EXCERPT PROVIDED »

********************

The Third Choice: What to do with the weight of harsh words.
Many months ago, I led a kindness project in a few middle schools here in my city.
I brought a bucket of rocks and a pack of markers, and I told the students, “Write a kind message on a rock for a stranger to find.”
Very simple. Almost childlike.
I remember one student raised his hand and asked, “But why are we using rocks?”
And I remember holding one in my palm and thinking, because this is what words can feel like.
Heavy.
Hard.
If it's thrown at someone with anger it could hurt pretty badly. Maybe leave a mark that will take a while to heal.
If you’ve ever replayed someone’s words in your mind hours, maybe days, even years later, you already understand the weight of what I mean.
Some words are just hard to forget, they are like a stone thrown straight to our souls.
And when something mean hits us like that, most of us default to one of two instincts:
We carry the bruise of the weight.
Or we throw it right back (to the same person or someone else.)
Carrying it can look like thinking about what was said over and over again, leading to resentment, anger, shame, or lack of motivation.
It results in a day that feels heavier than it needed to feel.
Throwing it right back at someone looks like matching the tone, insults, proving a point, revenge, passive aggressiveness, gossip, or sarcasm.
Returning the same weight, the same unkindness.
The Third Option
There’s a third option that takes more strength than both.
One that refuses to carry it and refuses to throw it.
The third option takes maturity and strength to even consider it.
This third option is the mature response.
A mature response does not pretend it didn’t hurt.
It does not excuse it.

********************

SUPPLIED MATERIAL »
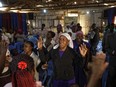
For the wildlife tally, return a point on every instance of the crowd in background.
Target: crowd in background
(58, 59)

********************

EXERCISE REQUIREMENTS »
(a) From the essay about harsh words, quote the passage that begins with the words containing "Very simple. Almost" and ends with "what I mean.".
(b) Extend the essay about harsh words from its final sentence onward.

EXPECTED ANSWERS »
(a)
Very simple. Almost childlike.
I remember one student raised his hand and asked, “But why are we using rocks?”
And I remember holding one in my palm and thinking, because this is what words can feel like.
Heavy.
Hard.
If it's thrown at someone with anger it could hurt pretty badly. Maybe leave a mark that will take a while to heal.
If you’ve ever replayed someone’s words in your mind hours, maybe days, even years later, you already understand the weight of what I mean.

(b)
It bravely decides “I’m not throwing another stone”.
Here’s a practice I try to live by:
When something hits, pause. Try to pause long enough to choose what kind of person you want to be after the hit.
That pause is more powerful than we think.
When we pause we can ask ourselves:
- Am I about to respond from maturity or from irritation?
- Is what I'm about to say going towards healing or just a release of my own weight?
- What would wisdom look like here?
ometimes strength looks like addressing it with a different tone
Sometimes it looks like stepping away.
But almost always, strength looks like choosing to not pass the hurt forward.
Because throwing another stone is just multiplying what already hurts.
And the world already has enough hurt.
The Choice
So this week, if someone’s words felt heavy for you...
Hold your rock for a second.
Look at it.
And then decide: I don’t have to carry this. And I don’t have to throw it back.
I can choose something else... the third choice.
Remeber: Strong people are not immune to getting hit.
But they refuse to become someone who throws another stone.
Thank you for reading, throw some kindness at me and share this if it spoke to you! :)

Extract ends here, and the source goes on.